▶ **Excerpted records**:
▬▬▬

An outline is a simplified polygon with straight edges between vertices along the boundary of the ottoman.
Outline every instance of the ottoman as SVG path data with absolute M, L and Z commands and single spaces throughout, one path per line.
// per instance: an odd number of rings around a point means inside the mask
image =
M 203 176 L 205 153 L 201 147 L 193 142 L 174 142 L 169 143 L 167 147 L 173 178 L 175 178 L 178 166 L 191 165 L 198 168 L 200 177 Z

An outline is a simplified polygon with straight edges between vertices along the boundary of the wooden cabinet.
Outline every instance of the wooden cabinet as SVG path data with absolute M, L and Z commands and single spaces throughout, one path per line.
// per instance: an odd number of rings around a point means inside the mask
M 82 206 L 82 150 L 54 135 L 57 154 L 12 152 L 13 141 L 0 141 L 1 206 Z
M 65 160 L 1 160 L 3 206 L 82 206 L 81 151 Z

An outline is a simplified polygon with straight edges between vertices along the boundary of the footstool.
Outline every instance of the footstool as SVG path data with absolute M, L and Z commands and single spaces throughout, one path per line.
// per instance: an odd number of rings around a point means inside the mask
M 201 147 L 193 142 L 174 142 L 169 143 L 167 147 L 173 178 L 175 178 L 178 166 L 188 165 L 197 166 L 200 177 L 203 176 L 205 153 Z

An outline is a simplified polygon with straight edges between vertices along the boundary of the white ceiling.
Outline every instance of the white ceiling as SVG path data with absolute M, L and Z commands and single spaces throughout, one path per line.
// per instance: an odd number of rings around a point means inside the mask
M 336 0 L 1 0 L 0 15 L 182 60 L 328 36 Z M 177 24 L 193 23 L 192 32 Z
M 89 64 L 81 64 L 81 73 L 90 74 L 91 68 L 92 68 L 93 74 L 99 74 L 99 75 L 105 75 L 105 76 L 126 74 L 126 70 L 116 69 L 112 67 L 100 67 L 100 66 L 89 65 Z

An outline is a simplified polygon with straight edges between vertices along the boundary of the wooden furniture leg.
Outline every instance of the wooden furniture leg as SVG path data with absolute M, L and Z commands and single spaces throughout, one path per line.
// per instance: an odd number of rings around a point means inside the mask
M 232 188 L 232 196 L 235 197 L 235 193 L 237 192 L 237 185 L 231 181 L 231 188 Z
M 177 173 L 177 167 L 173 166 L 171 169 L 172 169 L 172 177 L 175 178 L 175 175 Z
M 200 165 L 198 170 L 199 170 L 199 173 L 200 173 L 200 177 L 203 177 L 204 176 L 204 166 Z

▬▬▬

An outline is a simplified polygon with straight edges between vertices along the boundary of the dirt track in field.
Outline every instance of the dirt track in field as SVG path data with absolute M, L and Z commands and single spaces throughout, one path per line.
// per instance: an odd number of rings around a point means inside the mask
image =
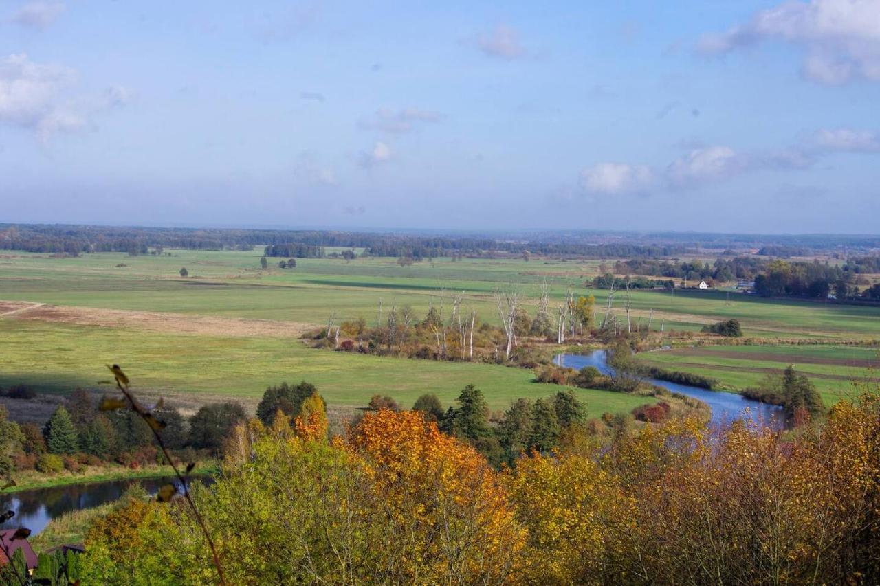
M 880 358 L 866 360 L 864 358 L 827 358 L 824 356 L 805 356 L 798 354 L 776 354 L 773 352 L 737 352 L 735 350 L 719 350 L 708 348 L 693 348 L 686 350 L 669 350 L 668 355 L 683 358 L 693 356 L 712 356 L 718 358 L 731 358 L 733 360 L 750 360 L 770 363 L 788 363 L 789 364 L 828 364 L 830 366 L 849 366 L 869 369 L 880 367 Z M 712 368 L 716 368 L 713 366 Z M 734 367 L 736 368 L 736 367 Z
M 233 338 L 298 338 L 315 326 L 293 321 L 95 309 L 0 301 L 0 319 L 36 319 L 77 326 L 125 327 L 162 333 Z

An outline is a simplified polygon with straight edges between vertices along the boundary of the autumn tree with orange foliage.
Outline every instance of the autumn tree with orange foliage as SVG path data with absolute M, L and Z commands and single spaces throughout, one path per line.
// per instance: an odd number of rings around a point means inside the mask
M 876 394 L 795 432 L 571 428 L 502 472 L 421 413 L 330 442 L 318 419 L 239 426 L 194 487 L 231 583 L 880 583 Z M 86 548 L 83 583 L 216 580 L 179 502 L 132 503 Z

▬▬▬

▶ **Your goal**:
Reproduce verbatim the lines from the one containing "of the footstool." through the one containing "M 89 64 L 81", with both of those lines included, and output nothing else.

▶ **Task response**:
An outline is a simplified polygon with straight edges between vertices along the boundary of the footstool.
Outline every instance of the footstool as SVG path data with absolute M, L and Z commands and single spaces throughout, one path per line.
// per instance: an odd number of rings around a point means inside the mask
M 201 147 L 193 142 L 174 142 L 169 143 L 167 147 L 173 178 L 175 178 L 178 166 L 188 165 L 197 166 L 200 177 L 203 176 L 205 153 Z

An outline is a simplified polygon with straight edges between vertices along the boundary of the white ceiling.
Outline every instance of the white ceiling as SVG path data with absolute M, L and Z commands and single spaces throughout, one path per line.
// per instance: an odd number of rings around a point means inside the mask
M 336 0 L 1 0 L 0 15 L 182 60 L 328 36 Z M 177 24 L 193 23 L 192 32 Z
M 89 64 L 81 64 L 81 73 L 90 74 L 91 68 L 92 68 L 93 74 L 99 74 L 99 75 L 105 75 L 105 76 L 126 74 L 126 70 L 116 69 L 112 67 L 100 67 L 100 66 L 89 65 Z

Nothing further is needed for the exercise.